Source extract =>
━━━━
I had a hard time finding a good blurb for this one. Here's one from the New York Herald Tribune that I found in a review on another blog (which looks like a good place to find similar titles):
PRESCRIPTION FOR TERROR…However, I take issue with a few things in that blurb. First, I don't think anyone in the "mansion" is a guest. They're all there because they live there, for the time being. Second, the young girl is not supposed to be especially beautiful-- just young, innocent, and very small and thin, with vivid hair and a plucky spirit. Also, though I did enjoy reading the book, it's a painful stretch to call it "one of the greatest novels of mystery and suspense ever written".
A lonely mansion, with its strangely assorted guests, and its terrible secret…
The silhouette of a murderer, seen at twilight moving ever closer through the ancient elms…
The frantic turnings of a beautiful young girl, as she is sucked down into a whirlpool of shrieking fear.
━━━━
Goal 1 =>
Answer these questions about the book-blurb post:
(a) Which newspaper does the blurb come from?
(b) Why does the post say no one in the mansion is a guest?
(c) What is seen at twilight moving closer through the ancient elms?
Goal 2 =>
Return everything in the book-blurb post from "A lonely mansion, with" down to "of shrieking fear.".
Goal 3 =>
Does each statement agree with the book-blurb post? Answer yes or no, quoting the words that decide it.
(a) The blogger found the blurb in a review on another blog.
(b) The blogger did not enjoy reading the book.
(c) The young girl is meant to be especially beautiful.
You won't need the items for any of this.

Segmentation labeling items =>
━━━━
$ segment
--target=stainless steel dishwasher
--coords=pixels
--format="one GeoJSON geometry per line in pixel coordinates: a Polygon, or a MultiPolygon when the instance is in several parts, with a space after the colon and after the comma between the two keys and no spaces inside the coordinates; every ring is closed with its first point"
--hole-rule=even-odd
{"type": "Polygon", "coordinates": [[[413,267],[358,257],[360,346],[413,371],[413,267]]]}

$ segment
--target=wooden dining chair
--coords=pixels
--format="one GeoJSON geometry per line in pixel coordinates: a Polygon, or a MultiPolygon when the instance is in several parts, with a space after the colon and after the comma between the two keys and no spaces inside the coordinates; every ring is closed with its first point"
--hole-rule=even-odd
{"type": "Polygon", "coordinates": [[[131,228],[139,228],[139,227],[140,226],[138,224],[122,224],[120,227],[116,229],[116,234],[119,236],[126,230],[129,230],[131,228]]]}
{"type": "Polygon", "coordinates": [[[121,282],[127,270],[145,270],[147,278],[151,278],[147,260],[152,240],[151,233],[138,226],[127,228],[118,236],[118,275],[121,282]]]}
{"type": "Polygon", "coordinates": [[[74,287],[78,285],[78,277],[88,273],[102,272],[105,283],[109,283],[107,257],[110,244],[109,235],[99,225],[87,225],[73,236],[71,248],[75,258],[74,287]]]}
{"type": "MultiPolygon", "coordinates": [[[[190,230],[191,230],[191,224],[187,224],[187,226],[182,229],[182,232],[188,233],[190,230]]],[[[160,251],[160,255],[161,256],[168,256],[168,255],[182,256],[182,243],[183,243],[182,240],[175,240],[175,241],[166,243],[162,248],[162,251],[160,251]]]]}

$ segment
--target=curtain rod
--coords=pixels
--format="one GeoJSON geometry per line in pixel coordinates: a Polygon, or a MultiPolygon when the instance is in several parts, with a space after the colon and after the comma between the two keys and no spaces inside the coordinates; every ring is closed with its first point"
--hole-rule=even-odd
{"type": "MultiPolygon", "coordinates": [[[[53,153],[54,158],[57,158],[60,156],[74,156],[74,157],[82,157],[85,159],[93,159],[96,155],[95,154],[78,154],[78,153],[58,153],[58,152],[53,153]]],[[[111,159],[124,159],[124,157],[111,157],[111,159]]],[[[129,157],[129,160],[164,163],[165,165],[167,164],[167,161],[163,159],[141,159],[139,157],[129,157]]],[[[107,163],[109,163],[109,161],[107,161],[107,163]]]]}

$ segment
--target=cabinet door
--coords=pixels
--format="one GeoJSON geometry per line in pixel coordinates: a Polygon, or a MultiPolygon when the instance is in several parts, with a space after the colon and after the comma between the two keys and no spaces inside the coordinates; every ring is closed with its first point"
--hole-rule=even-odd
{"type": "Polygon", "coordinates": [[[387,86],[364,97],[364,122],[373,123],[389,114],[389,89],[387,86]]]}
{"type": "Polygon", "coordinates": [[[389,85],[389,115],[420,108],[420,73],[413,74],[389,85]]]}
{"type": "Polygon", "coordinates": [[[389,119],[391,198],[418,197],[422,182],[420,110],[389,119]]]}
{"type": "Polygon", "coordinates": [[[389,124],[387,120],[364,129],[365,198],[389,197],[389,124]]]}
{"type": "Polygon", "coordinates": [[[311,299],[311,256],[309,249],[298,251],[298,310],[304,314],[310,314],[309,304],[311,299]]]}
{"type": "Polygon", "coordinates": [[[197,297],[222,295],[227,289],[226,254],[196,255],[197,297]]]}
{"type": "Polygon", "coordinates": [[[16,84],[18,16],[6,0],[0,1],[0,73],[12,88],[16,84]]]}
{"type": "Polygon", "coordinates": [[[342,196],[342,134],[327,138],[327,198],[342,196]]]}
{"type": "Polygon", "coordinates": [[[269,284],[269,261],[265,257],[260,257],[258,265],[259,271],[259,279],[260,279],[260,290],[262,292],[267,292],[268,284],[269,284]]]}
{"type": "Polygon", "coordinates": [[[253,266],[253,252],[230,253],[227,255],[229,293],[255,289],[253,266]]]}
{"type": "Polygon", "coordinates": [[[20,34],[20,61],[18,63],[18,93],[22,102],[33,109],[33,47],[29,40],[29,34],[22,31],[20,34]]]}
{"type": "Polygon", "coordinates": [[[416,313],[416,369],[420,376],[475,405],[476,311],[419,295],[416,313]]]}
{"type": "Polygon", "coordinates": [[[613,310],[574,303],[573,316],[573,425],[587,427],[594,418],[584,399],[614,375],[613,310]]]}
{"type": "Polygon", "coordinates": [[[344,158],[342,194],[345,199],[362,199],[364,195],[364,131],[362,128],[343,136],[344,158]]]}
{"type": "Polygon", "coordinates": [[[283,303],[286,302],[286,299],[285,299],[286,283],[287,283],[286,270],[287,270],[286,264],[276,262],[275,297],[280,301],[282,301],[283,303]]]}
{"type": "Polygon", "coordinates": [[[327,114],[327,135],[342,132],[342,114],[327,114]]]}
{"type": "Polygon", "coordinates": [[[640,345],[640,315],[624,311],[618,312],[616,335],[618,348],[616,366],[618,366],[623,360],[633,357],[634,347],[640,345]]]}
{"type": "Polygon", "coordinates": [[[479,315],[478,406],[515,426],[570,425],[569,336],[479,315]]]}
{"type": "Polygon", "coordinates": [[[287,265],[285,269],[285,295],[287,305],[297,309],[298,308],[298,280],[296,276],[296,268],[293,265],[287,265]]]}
━━━━
Exercise response 1 =>
(a) The New York Herald Tribune.
(b) They all live there, for the time being.
(c) The silhouette of a murderer.

Exercise response 2 =>
A lonely mansion, with its strangely assorted guests, and its terrible secret…
The silhouette of a murderer, seen at twilight moving ever closer through the ancient elms…
The frantic turnings of a beautiful young girl, as she is sucked down into a whirlpool of shrieking fear.

Exercise response 3 =>
(a) Yes: "that I found in a review on another blog"
(b) No: "though I did enjoy reading the book"
(c) No: "the young girl is not supposed to be especially beautiful"